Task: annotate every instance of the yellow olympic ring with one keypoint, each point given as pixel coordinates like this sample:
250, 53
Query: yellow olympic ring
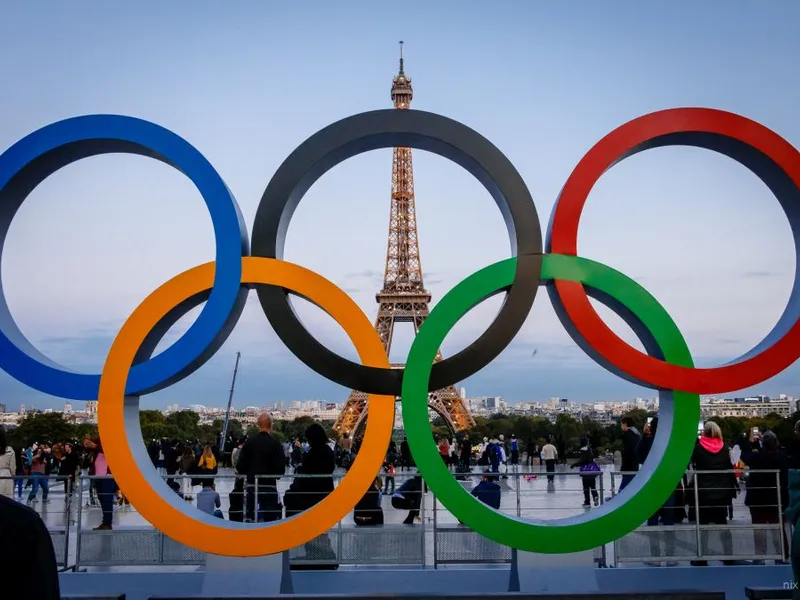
226, 538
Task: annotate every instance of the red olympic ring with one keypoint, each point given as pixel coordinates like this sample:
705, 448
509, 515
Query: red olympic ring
654, 130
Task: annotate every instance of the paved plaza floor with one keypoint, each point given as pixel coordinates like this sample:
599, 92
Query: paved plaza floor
527, 494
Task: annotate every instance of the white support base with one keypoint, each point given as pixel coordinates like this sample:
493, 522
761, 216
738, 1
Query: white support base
553, 573
259, 576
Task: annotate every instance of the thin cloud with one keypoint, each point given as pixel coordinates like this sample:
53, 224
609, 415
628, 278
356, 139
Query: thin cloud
365, 274
758, 274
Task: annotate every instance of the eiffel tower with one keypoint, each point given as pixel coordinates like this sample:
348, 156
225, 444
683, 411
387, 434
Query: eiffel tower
403, 297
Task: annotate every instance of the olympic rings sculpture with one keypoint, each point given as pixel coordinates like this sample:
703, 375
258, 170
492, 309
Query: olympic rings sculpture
131, 369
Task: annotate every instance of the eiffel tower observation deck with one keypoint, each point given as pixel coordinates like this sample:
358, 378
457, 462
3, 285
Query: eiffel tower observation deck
403, 297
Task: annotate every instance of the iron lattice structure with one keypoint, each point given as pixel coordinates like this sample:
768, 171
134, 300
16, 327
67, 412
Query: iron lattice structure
403, 297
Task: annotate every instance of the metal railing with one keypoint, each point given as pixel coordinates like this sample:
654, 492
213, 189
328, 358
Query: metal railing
454, 543
714, 529
440, 540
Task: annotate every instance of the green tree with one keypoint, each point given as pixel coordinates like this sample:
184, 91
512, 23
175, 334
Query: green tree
43, 427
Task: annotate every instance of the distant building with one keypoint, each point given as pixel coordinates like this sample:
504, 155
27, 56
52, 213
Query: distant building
746, 408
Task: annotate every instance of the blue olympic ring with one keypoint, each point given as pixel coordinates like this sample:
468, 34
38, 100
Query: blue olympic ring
35, 157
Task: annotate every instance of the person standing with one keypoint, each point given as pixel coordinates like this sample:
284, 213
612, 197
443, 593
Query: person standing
513, 447
70, 462
716, 485
464, 456
549, 456
262, 456
104, 484
8, 467
38, 475
444, 450
405, 454
630, 462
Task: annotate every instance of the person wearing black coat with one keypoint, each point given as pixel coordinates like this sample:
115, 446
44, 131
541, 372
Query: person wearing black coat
262, 456
305, 492
589, 473
368, 510
26, 553
666, 514
766, 491
630, 462
318, 464
714, 490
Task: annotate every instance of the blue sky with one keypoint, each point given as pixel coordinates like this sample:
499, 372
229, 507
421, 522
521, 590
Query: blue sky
247, 82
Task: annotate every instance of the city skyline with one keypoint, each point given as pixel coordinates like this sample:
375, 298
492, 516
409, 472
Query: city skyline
248, 83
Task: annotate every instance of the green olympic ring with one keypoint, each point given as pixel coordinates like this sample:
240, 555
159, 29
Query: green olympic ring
642, 498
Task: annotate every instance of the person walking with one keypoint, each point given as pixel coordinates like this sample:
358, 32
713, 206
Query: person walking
104, 483
262, 456
549, 456
630, 462
8, 466
716, 483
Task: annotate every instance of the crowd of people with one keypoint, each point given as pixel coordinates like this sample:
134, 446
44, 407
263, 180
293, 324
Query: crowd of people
723, 470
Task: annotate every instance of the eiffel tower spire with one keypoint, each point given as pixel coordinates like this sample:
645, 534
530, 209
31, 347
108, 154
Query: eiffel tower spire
403, 297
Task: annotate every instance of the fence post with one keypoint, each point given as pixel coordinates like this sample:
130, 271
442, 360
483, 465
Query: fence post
601, 492
160, 548
697, 516
79, 520
339, 541
422, 518
781, 537
435, 524
69, 519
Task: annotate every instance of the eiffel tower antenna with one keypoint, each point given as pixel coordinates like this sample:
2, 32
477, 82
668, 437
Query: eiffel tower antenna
403, 297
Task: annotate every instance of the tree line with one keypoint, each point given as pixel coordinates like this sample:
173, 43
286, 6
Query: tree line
185, 425
605, 437
179, 425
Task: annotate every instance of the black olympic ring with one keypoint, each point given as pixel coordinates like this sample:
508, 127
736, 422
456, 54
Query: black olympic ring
424, 131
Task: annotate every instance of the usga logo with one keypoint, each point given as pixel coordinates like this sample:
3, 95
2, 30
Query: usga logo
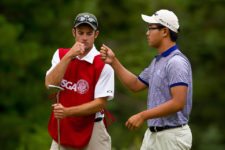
81, 86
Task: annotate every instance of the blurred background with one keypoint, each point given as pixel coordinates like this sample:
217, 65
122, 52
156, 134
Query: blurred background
31, 31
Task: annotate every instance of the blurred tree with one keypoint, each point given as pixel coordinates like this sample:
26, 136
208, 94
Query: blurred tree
31, 30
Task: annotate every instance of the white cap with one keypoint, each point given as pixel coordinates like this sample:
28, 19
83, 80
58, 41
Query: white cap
164, 17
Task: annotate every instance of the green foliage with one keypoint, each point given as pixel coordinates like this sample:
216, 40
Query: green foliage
31, 30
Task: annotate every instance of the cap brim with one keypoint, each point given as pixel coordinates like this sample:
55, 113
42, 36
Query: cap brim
94, 27
149, 19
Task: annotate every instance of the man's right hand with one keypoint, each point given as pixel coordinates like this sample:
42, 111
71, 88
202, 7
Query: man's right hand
107, 54
77, 49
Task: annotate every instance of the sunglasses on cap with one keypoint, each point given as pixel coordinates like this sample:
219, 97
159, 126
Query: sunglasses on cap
86, 19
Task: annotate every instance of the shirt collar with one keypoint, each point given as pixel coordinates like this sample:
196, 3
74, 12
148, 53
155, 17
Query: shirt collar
167, 52
90, 55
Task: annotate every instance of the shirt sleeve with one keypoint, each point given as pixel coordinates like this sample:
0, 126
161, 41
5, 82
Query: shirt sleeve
178, 71
105, 84
55, 60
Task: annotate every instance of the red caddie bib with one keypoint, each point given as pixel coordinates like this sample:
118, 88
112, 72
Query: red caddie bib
79, 83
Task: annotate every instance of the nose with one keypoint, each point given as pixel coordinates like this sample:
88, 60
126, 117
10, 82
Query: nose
147, 33
84, 37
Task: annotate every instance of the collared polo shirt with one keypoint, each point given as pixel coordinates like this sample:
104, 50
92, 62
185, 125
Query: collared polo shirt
167, 70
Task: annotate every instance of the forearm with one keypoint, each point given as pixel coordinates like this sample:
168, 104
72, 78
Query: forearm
55, 76
126, 77
87, 108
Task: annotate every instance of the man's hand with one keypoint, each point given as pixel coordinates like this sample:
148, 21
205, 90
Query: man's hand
77, 49
135, 121
59, 110
107, 54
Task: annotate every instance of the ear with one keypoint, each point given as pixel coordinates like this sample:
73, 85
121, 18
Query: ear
74, 32
96, 34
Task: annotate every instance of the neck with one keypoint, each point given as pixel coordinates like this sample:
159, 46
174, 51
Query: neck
165, 46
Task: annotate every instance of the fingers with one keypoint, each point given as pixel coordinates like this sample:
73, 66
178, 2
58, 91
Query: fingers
130, 126
103, 51
78, 48
58, 111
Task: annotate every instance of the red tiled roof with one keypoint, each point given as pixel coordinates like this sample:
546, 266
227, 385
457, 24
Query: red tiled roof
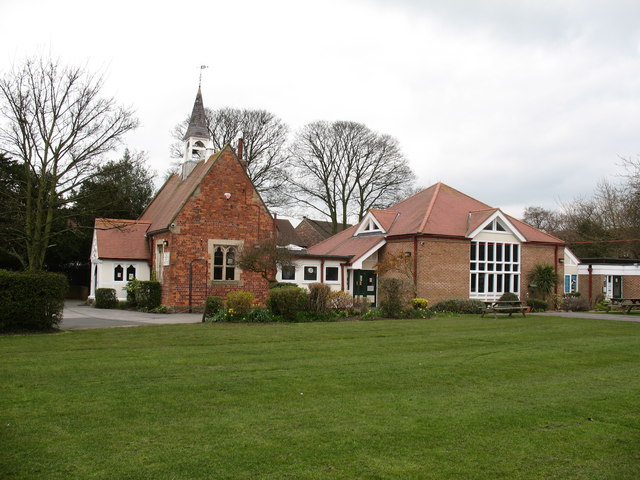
123, 239
310, 232
385, 217
477, 218
345, 244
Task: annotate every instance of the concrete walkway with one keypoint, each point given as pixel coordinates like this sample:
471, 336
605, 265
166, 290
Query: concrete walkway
77, 315
596, 315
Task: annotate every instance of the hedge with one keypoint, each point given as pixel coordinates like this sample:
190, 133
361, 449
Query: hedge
240, 301
148, 294
459, 305
31, 301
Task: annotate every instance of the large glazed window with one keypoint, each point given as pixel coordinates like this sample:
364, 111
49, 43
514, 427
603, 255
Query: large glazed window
494, 269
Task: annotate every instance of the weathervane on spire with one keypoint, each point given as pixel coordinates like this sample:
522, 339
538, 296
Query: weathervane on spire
202, 67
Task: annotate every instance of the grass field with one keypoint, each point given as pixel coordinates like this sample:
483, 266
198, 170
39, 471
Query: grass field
445, 398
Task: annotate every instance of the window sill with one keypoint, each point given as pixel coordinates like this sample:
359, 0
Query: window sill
238, 283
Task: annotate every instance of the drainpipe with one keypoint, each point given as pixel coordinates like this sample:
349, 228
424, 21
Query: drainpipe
555, 268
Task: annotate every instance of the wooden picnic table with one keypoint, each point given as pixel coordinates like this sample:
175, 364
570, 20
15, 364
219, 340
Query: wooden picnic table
627, 304
505, 306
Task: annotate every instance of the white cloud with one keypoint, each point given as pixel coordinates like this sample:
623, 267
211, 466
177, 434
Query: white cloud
515, 103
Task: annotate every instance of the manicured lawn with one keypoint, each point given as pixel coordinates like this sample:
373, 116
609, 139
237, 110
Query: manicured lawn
445, 398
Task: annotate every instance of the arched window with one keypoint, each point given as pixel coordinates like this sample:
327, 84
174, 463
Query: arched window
118, 273
131, 273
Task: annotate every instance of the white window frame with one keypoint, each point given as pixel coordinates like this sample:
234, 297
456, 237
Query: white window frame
225, 245
326, 279
304, 273
295, 272
573, 283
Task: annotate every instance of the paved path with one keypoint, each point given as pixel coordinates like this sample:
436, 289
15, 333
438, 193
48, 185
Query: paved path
78, 315
596, 315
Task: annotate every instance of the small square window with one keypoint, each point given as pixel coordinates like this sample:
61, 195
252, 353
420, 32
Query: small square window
331, 274
289, 272
118, 273
311, 273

- Written task: Retype exactly, please, each line from the line that contains "Task: annotate every instance of the wooden" through the last line of the entries above, with nothing added.

- Result for this task:
Task: annotate every instance of the wooden picnic table with one keypoint, each point given as pixel coordinates like this sample:
175, 364
570, 20
15, 364
219, 340
Query: wooden picnic table
627, 304
505, 306
Task: annotate every instance of the white cloud with one keypoint, each point given as pixel coordinates like this sample:
623, 267
211, 466
177, 434
Query: white cloud
515, 103
Task: annotate every instance of the manicured lawn with one keypoint, each point given as pixel coordinates like this sample:
373, 116
609, 139
237, 110
Query: manicured lawn
445, 398
Task: annotate every instance of the arched window with one keypoint, each point given as pixel coordinates like this sample:
327, 84
174, 463
Query: arched window
118, 273
131, 273
Task: annotate every instance of the white window frame with one keypoint, each point given as pixel coordinates like this sample:
234, 297
456, 237
Query: white window frame
225, 245
326, 279
304, 273
295, 272
573, 283
Task: annotate every instance of the paved path with one keypoint, each point given as pixel coordinates like this sample:
436, 289
15, 333
438, 193
48, 185
Query: paved path
78, 315
596, 315
Task: annotate every instance of the small square window with one keypoint, each point given as pixel coordinates like this sample:
61, 195
252, 353
420, 32
Query: small square window
331, 274
289, 272
118, 273
311, 273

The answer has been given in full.